Work order A:
Please translate this sentence from the family conflicts passage into Spanish: "It is useful to bear in mind three major principles for handling conflicts."
Work order B:
Pick up the family conflicts passage after its last sentence and continue it.

Document passage:
Each person is an individual. Even among family members, everyone would have his opinion and conflicts are inevitable. However, scholars in family studies have pointed out that conflicts can have positive functions. Through expression of hidden feelings and dissatisfaction, family members can understand one another better and make adjustment accordingly. However, if not handled well, conflicts may escalate and bring hardship and affliction to the family.

It is useful to bear in mind three major principles for handling conflicts. First, good communication is important. When there is a conflict, avoid being sarcastic such as "You know all" or "You are always right and all others are always wrong", or uttering threatening words such as "How dare you don't believe I'll fix you!" These would only hurt the other parties' feelings. In addition, expressions such as "You wouldn't understand even if I have told you" or "I wouldn't bother about telling you" would only create barriers to communication and breed misunderstanding.

The second point to note is attitude. If we hold the attitude that "I'm right; you're wrong" or "I scorn at reasoning with you", it will be difficult to reach consensus and resolve conflicts. We as parents should in particular be wary of this, because in parents' minds, children are naive and expected to comply with their commands. Some self-willed children may find this annoying and rebel against their parents.

The third point is management of emotions. It is natural that people may become irritated during conflicts; but if our anger is not well managed, we may say or do something that we will regret later. More seriously, if we resort to violence, the consequences will be disastrous.

Data listing:
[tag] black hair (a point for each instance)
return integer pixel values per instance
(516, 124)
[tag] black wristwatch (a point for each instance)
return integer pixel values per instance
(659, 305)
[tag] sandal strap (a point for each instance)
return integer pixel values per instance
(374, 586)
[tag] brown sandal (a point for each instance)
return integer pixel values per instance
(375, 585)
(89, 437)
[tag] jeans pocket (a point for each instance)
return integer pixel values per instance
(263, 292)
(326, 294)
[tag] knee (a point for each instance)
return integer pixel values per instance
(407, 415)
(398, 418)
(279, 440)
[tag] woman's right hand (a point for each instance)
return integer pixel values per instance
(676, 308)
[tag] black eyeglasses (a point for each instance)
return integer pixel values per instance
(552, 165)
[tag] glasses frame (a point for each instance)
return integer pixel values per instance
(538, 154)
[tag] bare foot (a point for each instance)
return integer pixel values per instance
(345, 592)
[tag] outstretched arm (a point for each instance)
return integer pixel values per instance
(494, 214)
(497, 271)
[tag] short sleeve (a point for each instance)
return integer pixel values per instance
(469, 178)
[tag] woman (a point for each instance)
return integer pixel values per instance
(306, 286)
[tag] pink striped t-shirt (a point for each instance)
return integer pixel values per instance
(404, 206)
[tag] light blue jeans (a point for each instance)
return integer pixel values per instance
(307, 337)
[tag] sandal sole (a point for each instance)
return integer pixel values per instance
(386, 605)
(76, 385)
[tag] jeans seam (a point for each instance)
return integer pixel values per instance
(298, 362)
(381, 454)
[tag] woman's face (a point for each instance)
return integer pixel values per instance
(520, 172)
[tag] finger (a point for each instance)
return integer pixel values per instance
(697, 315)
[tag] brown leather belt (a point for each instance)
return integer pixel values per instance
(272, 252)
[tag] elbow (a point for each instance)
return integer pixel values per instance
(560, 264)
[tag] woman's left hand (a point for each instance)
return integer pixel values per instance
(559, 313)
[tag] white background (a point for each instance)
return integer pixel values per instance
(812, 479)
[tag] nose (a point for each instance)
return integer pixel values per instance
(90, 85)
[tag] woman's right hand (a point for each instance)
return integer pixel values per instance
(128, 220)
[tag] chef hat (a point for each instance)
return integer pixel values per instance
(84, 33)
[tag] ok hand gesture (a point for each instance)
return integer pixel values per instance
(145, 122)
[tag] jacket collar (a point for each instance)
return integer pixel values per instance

Output A:
Es útil tener presentes tres principios fundamentales para manejar los conflictos.

Output B:
We should learn how to communicate with others, adopt a respectful attitude, and control our emotions in order to resolve family conflicts. These are also the ingredients of a harmonious family.

What are effective communication skills then? Simply speaking, they include skills in listening and expression. For example, if our children indulge on the Internet, we must tell them what we are worried about. For example, we should say: "I'm worried you may not be able to get your homework done" rather than complaining: "You spend your time only on the Internet and forget your studies". If the children try to explain their views, we should listen patiently rather than saying: "You always have your own views." With proper listening and expression skills, it is more likely that family members can reach consensus and attain a "win-win" solution.

Respecting others means allowing them to make their choices and avoiding imposing our views on them. Even a small child has his or her own preferences. Parents should reason with them and give them choices. For example, if a child wants to dine in a specific restaurant, we should not refuse him or her right away without giving any reason. Rather, we should explain why we do not opt for that restaurant, and offer three choices for the child. In so doing, the child would feel being respected because he or she has the right to make a choice.

As to emotional management, we mean we should not succumb to emotion but must stay calm. When we are about to lose control, we should take a deep breath and count "10, 9, 8, ...2, 1" silently in order to regain our control. If necessary, it may be good to leave the scene for a while, drink some cool water and resume conversation later. This would help us avoid uttering inappropriate words or even hurt others' feelings inadvertently.

Conflict resolution is something we have to learn in order to do it properly. Let's join hands and learn how to create a harmonious family in which everyone thrives and enjoys.